The problem = Word for word, please restate the lines from the beginning of the data through the line in which "The service MUST place a point on the glossy" appears.

Records contained in a dataset =
━━━━━━━━━━━━━━━━
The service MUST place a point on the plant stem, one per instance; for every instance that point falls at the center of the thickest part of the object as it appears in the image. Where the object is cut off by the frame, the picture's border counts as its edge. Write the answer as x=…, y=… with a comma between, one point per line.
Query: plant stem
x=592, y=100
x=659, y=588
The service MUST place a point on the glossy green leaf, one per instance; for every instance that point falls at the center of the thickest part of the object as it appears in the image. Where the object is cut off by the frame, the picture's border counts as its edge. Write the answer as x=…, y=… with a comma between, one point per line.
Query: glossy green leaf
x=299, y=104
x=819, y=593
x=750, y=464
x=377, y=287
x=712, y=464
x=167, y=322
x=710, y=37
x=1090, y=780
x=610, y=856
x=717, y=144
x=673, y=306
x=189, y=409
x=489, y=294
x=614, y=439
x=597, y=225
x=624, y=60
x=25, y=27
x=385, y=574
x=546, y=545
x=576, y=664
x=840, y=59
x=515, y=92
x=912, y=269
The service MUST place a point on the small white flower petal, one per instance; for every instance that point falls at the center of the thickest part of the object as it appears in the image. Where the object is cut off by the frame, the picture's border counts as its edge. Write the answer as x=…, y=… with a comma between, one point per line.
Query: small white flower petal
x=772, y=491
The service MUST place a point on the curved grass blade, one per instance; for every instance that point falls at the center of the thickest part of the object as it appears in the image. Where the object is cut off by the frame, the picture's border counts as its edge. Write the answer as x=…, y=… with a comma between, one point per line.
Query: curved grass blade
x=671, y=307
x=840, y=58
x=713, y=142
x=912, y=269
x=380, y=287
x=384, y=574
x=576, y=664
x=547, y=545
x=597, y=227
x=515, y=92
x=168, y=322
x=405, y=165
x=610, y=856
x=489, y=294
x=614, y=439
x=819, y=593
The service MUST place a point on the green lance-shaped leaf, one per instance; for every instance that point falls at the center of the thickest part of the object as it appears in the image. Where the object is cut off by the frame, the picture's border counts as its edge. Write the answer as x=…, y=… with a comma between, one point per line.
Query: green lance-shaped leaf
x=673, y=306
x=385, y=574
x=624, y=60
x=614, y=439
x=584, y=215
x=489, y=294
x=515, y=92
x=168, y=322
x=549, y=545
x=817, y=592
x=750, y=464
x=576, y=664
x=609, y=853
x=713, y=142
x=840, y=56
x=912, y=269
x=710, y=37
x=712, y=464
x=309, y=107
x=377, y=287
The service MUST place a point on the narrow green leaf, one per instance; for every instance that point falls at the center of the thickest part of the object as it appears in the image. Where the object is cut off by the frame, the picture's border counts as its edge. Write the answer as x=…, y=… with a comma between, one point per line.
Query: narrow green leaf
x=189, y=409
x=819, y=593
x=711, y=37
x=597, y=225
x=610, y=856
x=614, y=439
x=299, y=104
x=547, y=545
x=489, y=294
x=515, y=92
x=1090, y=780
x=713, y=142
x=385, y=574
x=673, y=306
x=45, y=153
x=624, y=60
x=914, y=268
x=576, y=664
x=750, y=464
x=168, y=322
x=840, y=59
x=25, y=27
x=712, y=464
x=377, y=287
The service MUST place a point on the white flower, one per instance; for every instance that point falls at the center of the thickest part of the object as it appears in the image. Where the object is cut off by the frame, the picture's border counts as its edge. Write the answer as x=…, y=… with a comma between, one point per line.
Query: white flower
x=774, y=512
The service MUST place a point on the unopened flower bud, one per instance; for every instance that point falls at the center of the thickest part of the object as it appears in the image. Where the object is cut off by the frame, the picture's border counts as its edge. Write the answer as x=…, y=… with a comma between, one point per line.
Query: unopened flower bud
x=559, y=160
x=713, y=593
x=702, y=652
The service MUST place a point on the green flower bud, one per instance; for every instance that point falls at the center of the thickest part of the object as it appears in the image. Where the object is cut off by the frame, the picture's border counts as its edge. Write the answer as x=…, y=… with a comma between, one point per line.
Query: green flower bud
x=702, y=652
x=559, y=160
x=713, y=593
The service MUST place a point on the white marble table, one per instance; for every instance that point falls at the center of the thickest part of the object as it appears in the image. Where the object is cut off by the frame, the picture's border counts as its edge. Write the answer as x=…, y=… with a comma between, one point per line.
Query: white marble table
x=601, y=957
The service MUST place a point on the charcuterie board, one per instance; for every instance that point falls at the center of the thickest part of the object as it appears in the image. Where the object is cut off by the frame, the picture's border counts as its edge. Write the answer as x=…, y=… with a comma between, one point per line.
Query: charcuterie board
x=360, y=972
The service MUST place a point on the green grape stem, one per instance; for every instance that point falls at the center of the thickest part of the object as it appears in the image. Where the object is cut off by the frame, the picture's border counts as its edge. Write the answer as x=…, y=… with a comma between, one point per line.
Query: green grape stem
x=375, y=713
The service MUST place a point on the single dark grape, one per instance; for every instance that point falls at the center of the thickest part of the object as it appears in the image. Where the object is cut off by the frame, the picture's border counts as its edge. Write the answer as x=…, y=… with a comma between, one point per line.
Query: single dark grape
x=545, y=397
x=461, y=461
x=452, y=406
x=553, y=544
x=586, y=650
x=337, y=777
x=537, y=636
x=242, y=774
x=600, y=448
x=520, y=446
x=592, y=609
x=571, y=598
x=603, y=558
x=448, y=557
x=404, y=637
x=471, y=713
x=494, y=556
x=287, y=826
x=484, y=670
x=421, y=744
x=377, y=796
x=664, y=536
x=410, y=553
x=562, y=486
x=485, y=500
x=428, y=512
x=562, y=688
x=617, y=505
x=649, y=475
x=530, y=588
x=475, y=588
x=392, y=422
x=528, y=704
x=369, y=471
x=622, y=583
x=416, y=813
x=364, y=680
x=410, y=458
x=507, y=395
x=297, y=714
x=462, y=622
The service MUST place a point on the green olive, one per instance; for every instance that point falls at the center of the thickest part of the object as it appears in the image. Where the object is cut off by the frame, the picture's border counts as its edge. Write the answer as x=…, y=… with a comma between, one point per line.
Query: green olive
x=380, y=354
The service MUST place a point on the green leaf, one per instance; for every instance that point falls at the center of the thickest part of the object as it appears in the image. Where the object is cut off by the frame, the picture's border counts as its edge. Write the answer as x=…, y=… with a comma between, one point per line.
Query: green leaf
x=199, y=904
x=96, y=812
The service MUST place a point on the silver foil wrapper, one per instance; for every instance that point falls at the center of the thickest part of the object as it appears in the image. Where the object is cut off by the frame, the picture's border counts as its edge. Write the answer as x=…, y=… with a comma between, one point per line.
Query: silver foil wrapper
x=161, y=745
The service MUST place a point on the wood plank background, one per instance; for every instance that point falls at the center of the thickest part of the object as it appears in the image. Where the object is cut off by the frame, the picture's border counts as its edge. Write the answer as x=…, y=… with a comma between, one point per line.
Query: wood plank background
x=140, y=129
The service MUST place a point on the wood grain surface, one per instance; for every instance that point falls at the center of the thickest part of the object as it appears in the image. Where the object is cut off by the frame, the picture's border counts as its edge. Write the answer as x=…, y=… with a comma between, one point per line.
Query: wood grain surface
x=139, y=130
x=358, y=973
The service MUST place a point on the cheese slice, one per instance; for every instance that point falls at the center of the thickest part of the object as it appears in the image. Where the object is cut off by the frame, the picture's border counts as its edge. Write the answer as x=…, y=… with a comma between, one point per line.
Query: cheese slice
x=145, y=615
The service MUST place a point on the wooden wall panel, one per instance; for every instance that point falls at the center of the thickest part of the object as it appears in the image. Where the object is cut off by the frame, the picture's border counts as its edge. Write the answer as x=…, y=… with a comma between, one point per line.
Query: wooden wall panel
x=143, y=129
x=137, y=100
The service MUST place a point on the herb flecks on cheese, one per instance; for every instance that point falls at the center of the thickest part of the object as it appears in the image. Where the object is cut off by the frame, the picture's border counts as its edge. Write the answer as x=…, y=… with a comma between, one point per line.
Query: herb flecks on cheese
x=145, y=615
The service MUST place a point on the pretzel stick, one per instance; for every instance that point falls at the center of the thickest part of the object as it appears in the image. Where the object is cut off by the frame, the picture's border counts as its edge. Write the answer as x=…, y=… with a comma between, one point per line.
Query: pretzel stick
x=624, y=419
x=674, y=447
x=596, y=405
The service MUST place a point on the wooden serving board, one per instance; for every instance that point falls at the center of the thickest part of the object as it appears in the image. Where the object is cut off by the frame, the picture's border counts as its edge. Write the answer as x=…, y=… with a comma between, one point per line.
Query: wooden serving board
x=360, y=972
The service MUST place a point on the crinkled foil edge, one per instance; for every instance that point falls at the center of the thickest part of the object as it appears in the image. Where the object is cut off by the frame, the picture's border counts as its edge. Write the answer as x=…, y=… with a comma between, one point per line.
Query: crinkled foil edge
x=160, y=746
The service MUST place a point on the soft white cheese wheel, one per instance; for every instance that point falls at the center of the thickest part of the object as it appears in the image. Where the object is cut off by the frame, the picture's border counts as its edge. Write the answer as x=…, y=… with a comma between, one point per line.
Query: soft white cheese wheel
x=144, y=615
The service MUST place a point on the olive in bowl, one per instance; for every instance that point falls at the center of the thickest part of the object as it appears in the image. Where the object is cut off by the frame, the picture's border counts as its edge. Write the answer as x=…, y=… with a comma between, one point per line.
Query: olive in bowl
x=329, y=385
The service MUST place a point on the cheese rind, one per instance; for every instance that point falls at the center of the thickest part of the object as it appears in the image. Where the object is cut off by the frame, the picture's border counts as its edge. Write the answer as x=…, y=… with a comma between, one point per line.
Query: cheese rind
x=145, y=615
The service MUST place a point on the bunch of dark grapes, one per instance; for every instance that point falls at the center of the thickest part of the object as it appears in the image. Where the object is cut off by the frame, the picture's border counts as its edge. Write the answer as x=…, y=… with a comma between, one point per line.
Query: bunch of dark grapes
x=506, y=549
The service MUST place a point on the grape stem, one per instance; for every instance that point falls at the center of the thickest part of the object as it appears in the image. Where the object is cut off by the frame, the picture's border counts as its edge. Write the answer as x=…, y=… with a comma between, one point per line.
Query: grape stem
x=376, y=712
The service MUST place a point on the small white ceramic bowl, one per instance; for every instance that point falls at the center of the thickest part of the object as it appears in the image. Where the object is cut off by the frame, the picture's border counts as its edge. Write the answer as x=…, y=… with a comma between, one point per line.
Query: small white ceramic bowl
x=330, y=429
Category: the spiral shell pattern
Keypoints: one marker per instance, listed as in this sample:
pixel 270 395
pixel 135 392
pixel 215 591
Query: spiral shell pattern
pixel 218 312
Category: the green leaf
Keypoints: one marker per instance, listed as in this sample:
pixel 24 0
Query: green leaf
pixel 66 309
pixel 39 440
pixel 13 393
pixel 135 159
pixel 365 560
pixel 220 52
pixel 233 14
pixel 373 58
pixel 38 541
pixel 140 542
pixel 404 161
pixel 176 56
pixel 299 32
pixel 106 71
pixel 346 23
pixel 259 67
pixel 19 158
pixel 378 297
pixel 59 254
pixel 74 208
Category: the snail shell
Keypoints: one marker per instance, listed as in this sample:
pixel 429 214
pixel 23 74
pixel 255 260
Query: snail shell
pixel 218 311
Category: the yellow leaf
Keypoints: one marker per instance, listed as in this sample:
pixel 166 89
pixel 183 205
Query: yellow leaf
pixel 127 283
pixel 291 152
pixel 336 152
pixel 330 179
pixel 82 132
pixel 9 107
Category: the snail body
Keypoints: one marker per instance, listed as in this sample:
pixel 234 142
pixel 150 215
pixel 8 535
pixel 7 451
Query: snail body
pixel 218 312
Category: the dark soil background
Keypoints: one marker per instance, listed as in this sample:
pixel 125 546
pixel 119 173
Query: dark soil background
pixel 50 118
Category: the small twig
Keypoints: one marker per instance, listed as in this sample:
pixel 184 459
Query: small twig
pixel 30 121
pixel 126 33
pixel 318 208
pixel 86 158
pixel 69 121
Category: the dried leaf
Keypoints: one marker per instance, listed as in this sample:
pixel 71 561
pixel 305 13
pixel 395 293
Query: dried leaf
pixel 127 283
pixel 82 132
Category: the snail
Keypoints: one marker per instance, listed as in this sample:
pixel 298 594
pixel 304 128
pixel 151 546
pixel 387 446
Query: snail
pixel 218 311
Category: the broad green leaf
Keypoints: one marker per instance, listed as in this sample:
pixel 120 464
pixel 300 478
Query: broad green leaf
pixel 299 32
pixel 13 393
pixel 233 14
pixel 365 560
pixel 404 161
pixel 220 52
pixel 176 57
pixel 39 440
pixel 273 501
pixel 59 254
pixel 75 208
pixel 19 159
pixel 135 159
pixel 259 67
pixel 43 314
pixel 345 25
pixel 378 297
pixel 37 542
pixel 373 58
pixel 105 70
━━━━━━━━━━━━━━━━
Result =
The service MUST place a point on the plant stem, one per instance; for every instance that point falls at the center of the thickest part of the object as it appears in the image. Where the object is cut off by the frame, the picture's border counts as its edge. Write the answer as x=…, y=… with a comma between, one point per line.
Query: plant stem
x=592, y=100
x=659, y=588
The service MUST place a point on the glossy green leaf, one per instance; for every instance that point falls at the center of the thickest part of the object as it appears in the image. Where the object is cut off by the frame, the picture's border counts as its edge. Write the answer as x=…, y=… with a comma between, one point per line.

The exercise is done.